## Extracted information

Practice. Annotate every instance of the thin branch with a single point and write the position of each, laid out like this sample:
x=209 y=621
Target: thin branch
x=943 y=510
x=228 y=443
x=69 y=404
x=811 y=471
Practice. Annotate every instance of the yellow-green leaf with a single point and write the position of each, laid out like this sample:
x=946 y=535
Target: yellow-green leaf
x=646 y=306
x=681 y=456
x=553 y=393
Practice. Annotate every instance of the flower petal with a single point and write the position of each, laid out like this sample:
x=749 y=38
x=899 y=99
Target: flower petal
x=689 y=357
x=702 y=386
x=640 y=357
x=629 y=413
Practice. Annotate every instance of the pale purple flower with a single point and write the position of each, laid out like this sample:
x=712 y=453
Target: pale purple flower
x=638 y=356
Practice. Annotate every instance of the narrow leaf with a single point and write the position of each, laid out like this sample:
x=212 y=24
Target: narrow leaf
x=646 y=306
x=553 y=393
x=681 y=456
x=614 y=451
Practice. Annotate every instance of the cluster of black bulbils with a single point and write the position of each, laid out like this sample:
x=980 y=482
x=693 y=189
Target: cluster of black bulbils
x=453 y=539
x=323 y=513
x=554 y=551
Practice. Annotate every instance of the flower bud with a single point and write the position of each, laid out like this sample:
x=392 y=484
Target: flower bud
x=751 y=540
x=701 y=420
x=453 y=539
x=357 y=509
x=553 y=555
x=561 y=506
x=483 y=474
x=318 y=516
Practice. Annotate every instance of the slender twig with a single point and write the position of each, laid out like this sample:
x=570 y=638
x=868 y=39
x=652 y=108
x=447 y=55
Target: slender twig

## Written exercise
Write out again every line from the start of the rows through the line containing "x=629 y=413", adding -25 to each x and y coordinate in the answer points. Leave the request lines and their sample positions as they are.

## Full output
Practice. Annotate every instance of the thin branch with a single point and write the position of each, laid out like this sample:
x=209 y=621
Target: thin branch
x=918 y=485
x=203 y=418
x=44 y=379
x=786 y=446
Practice. Annotate every instance of the yellow-green leaf with a single point and write the position of each, laid out like this sample:
x=946 y=535
Target: yellow-green leaf
x=621 y=281
x=656 y=431
x=528 y=368
Practice. Annotate every instance of the flower petal with a single point and write the position of each, laid out like this sample:
x=749 y=38
x=899 y=99
Target: flower petal
x=664 y=332
x=677 y=361
x=615 y=332
x=604 y=388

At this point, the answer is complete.